__What is required__: Reproduce the data below, swapping each occurrence of "kayak" for "canoe" and leaving everything else unchanged.

__Information supplied__:
= = =
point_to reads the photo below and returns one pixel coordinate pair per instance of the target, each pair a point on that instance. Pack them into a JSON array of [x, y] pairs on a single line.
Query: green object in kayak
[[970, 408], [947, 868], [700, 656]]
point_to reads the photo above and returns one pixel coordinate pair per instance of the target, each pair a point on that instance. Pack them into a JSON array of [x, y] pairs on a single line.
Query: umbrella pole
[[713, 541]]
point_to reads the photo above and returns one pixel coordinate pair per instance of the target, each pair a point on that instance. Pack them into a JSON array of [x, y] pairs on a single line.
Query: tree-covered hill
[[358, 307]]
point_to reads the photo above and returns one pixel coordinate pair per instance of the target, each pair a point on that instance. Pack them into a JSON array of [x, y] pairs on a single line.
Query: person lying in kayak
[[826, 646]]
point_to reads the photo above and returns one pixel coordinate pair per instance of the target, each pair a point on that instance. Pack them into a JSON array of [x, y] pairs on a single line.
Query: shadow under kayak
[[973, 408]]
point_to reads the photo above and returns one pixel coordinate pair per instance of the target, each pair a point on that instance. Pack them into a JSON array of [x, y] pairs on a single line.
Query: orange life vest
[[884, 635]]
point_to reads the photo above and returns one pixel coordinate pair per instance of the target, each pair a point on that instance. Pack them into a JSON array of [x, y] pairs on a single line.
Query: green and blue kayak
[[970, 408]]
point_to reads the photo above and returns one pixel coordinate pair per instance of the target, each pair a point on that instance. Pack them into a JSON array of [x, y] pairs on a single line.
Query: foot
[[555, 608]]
= = =
__Response to the task__:
point_to reads the photo below and returns one pixel coordinate pair per instance of the target, each pair a point on that instance. Pack them into a JSON array of [x, y] pairs on a single line.
Query: green object in canoe
[[970, 408], [947, 868], [700, 656]]
point_to reads the photo above and returns one pixel coordinate pair per instance of the target, each pair a point on that instance. Pack them into a JSON array of [x, y] pairs on a single line.
Query: umbrella pole
[[713, 541]]
point_to reads the photo above and returns one pixel coordinate pair per instance of the target, each pair a point on that instance. Pack them into a JSON array of [x, y] pairs on a single line.
Query: tree-covered hill
[[358, 307]]
point_to reads the photo above and returns one pixel coordinate pair per instance of the target, each pair a point on that instance. Pack them into a JSON array of [x, y] pairs on a single line.
Query: person lying in canoe
[[826, 646]]
point_to reads the photo above and returns one pixel coordinate pair per instance of the target, each pair a point on that instance. Pack them into a JSON array of [x, y] pairs on a single line.
Query: shadow under canoe
[[973, 408]]
point_to reads the photo above and returns one pixel coordinate pair per instance of the target, each pair a point on that instance. Pack them into a JSON array of [x, y] pairs on a single line.
Query: orange life vest
[[884, 635]]
point_to reads the photo above and returns one pixel coordinate pair per instance of the target, each pair a point on that instance. Pack them into a JSON array of [x, y] pairs on a single line.
Query: green and blue canoe
[[970, 408]]
point_to reads the photo above and returns one pixel coordinate pair per instance of the target, each pair a point on that instance. Pack them into a JSON array of [x, y] pairs on a single line.
Query: foot
[[555, 608]]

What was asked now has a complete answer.